Task item
Drop the pictures from the entries below, then reproduce the rest exactly.

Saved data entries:
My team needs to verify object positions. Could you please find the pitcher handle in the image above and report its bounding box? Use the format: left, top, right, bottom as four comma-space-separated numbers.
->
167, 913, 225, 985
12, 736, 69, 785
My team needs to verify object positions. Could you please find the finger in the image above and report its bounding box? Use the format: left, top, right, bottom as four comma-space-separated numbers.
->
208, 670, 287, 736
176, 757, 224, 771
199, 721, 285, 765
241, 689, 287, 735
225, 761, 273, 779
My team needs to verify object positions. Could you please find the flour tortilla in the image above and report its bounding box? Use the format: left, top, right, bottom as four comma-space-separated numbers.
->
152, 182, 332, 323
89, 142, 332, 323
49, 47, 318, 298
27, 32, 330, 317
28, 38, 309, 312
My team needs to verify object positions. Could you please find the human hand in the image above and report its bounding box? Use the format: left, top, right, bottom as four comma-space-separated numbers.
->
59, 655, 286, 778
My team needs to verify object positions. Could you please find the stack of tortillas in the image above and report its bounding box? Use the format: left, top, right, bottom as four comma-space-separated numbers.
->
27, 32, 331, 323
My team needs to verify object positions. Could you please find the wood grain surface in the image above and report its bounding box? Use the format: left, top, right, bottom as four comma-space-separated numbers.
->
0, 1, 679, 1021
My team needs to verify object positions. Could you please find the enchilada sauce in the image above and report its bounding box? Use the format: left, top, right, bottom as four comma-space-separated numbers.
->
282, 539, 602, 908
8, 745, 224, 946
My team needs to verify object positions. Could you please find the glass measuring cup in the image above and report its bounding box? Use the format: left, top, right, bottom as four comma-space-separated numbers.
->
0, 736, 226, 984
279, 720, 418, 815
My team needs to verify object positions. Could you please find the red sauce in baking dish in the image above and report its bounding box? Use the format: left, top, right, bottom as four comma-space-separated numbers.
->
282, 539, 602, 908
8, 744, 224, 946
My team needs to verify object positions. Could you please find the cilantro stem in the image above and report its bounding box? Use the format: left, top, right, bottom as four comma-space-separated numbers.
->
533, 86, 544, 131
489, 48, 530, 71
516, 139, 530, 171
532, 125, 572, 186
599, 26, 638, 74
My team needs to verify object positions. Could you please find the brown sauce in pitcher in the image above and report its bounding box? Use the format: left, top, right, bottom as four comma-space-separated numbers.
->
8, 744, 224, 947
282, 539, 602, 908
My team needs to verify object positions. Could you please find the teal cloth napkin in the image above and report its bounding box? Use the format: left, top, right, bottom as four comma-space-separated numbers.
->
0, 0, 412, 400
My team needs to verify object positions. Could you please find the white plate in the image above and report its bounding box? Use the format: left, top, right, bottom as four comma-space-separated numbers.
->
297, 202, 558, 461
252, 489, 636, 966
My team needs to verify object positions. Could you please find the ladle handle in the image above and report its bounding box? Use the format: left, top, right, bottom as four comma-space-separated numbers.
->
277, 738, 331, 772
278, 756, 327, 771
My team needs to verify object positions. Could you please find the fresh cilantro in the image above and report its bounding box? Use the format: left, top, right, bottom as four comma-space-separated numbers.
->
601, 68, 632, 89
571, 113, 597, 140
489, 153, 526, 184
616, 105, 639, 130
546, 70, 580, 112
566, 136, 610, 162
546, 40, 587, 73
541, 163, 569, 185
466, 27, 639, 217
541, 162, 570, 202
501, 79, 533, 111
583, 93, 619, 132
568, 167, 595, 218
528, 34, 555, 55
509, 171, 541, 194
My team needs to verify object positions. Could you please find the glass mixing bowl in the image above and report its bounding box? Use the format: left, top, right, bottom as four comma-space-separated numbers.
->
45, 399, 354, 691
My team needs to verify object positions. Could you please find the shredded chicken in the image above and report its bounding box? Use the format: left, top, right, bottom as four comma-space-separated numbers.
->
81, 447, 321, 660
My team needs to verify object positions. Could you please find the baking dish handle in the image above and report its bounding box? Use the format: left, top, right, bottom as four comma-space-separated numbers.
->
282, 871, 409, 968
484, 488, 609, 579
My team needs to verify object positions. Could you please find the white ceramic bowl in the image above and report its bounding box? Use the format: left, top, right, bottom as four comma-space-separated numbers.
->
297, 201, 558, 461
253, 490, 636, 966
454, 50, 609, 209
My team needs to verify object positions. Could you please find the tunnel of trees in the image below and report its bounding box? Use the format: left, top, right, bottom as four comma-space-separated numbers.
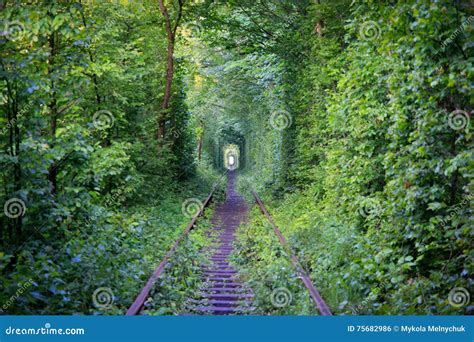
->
0, 0, 472, 315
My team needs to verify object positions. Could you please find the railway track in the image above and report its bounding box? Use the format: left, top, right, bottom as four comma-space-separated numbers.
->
126, 171, 332, 316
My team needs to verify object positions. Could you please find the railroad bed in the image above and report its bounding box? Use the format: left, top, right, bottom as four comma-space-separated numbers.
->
184, 171, 254, 314
126, 171, 332, 316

Final answer
My team needs to verify object positions. Could you please find the pitcher handle in the image above and report its bounding box? Use the format: left, top, right, bottom as four comma-space-separated numbers.
->
167, 913, 225, 985
12, 736, 69, 785
My team needs to verify object positions. Could you please find the finger in the image above and report its bounding box? Use the format: left, top, right, bottom as four comma-space-separated numbers.
->
208, 670, 287, 736
176, 757, 224, 771
199, 721, 285, 765
241, 689, 287, 735
225, 761, 273, 779
My team needs to verify object positions. Could you please find the flour tortilla in the image above and report its bounding box? Use the format: left, top, right, bottom as four comma-space-separated numbers.
->
152, 182, 332, 323
89, 142, 332, 323
49, 47, 318, 298
27, 32, 330, 317
28, 38, 309, 312
My team needs to verify object positions. Could you please find the human hand in the image above and report its bounding box? Use the format: left, top, right, bottom as four comma-space-separated numbers.
->
59, 655, 286, 778
My team needs to verify object positions. Could you please find the stack of tortillas in the image above and report its bounding box? Use the format: left, top, right, bottom as four comma-space-separated numbers.
->
27, 32, 331, 323
My team needs to verify object positions. Could you please find the wood grain surface in the image above and report its bounding box? Use the format: left, top, right, bottom as four comma-space-separated numbers.
->
0, 1, 679, 1021
My team needs to verify object positions. Could you please find the enchilada sauce in the image above and report its bounding box? Use the format: left, top, right, bottom as four comma-space-separated numbers.
->
282, 539, 602, 908
8, 745, 224, 946
My team needs to verify object positions. Could you please find the glass measuring cup in the image above and report its bounding box? Use the format: left, top, right, bottom as four comma-space-separated numbers.
->
0, 736, 226, 984
279, 720, 418, 815
My team needs to verify object positions. Could you please find the red sauce in baking dish in the image above and report its bounding box? Use the format: left, top, right, bottom as four comma-space-separated numbers.
->
282, 539, 602, 908
8, 744, 224, 946
My team needs to verify object positions. Could you please find the cilantro stem in the image above and report its bounding box? Use the format: left, top, right, bottom as four comma-space-separated numbers.
->
533, 86, 544, 131
489, 48, 530, 71
516, 139, 530, 171
532, 125, 572, 186
599, 26, 638, 74
My team needs to verify object positions. Could you please find the brown sauce in pitcher in the image above and report its bounding box? Use the format: left, top, right, bottom as four comma-space-separated numbers.
->
8, 744, 224, 947
282, 539, 602, 908
My team needs to verify object positions. Could you please find the teal cloth napkin in the image above and report its bounding box? Use the format: left, top, right, bottom as four comma-space-separated numbers.
->
0, 0, 412, 400
My team needs to verify object positions. Could you please find the white plate in the image above and report its bounding box? Use the format: left, top, right, bottom as four comma-space-separated numbers.
->
297, 202, 558, 461
252, 489, 636, 966
My team needs to verify object positions. Could you please find the ladle handle in the image above and report its bounding box? Use the format: left, top, right, bottom as four comma-space-separated numbers.
->
277, 738, 331, 772
278, 756, 327, 771
My team needs to verify object positions. Could you please find the fresh cilantro in the image above and report its bounding box? Use the format: left, top, right, bottom as four comma-space-separated numbers.
->
601, 68, 632, 89
571, 113, 597, 140
489, 153, 526, 184
616, 105, 639, 130
546, 70, 580, 112
566, 136, 610, 162
546, 40, 587, 73
541, 163, 569, 185
466, 27, 639, 217
541, 162, 570, 202
501, 79, 533, 111
583, 93, 619, 132
568, 167, 595, 218
528, 34, 555, 55
509, 171, 541, 194
My team needs to verify object positions. Could you please find the glass mixing bowl in the image above and report its bounding box? Use the format: left, top, right, bottom as four comma-space-separated numbers.
->
45, 399, 354, 691
My team needs to verify object positions. Could you please find the shredded chicken in the image above and report its bounding box? Use the format: left, top, right, bottom as four comma-space-separated numbers.
->
81, 447, 321, 660
My team needs to verify object positions. Could you please find the baking dish handle in the image above and report its bounding box? Use the format: left, top, right, bottom as four comma-space-separated numbers.
->
282, 871, 409, 968
484, 488, 609, 579
My team needs to verify object positions. Could you please find the white ceramic bowl in the image above and report its bounding box? Use the format: left, top, right, bottom as four comma-space-separated numbers.
->
297, 201, 558, 461
253, 490, 636, 966
454, 50, 609, 209
My team needs to verify object positions. Could you please find the tunnel of trees in the image below and report its bounding box? Use the format: left, top, right, bottom as four comma-space-separated numbers.
->
0, 0, 472, 315
My team needs to verify object positions. Could you please find the railway track in the image above and report its bounding box? Use the format: left, top, right, bottom as four comma-space-separated numbers.
->
126, 171, 332, 316
My team needs to verify object positions. Could you please find the railroad bed in the image above and report its bounding box? Use the format: left, top, right, bottom as four comma-space-separated numbers.
->
184, 171, 254, 314
126, 171, 332, 316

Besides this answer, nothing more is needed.